= Parts of the exercise =
A – In the forum thread on Samsung 860 EVO wear level, what rated endurance is given for the 500GB 860 EVO?
B – Pick up the forum thread on Samsung 860 EVO wear level after its final sentence and keep it going.

# Samsung 860 EVO wear level question.



## dmitche3 (May 7, 2020)

I have a Samsung 860 Evo 500GB which is showing 13% wear level yet only 13TB of data written.  The warranty claimed " 8x the TBW than ... 2400TBW"  this isn't making sense.  13% of 2400 would be 312 TBW, not 13TB.

Is there a reason that the wear level is so, hmm, unnerving?  This is my main drive for the OS and software.  All work is still written to my HDD.  I had been using a RAM drive even to reduce temporary files until it became a nightmare one day trying to do a Windows update where 6GB wasn't enough. 

Thanks.


----------



## tabascosauz (May 7, 2020)

500GB 860 EVO has a rated endurance of 300TBW.

I'm not sure who told you it's rated for 2400TBW, but you've most definitely been had, and I'm very sorry if you bought this drive with that in mind.

The 8x better statement is in comparison to the 850 EVO. The higher capacities have better endurance, so it probably comes from comparing the 2TB 860 to the 128GB 850.

= Information provided =
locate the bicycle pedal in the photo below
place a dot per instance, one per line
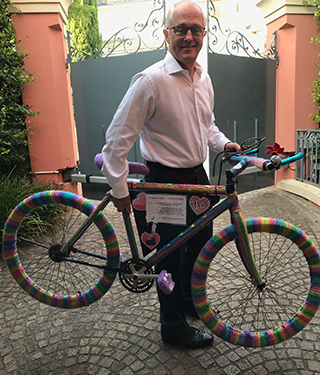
(165, 282)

= Answers =
A – 300TBW.

B –
EDIT: ah okay, I see where Samsung got you. Every size capacity of the a given drive is rated differently on endurance, as well as speed. The monstrously large 4TB 860 EVO _is _rated for 2400TBW. Your 500GB is not. It can be misleading because the difference between the endurance ratings is precisely the difference in capacity; the bigger drive has literally that much more NAND. The DWPD figure remains identical.

A little ironic that the marketing statement also holds true when comparing the larger _860 EVO_ to the smaller _860 EVO_.


----------



## Dinnercore (May 7, 2020)

I also have a 860 EVO with 500GB, it shows 1% wear after 7,5 TBW. Your 13% still sounds a little high.


----------



## delshay (May 7, 2020)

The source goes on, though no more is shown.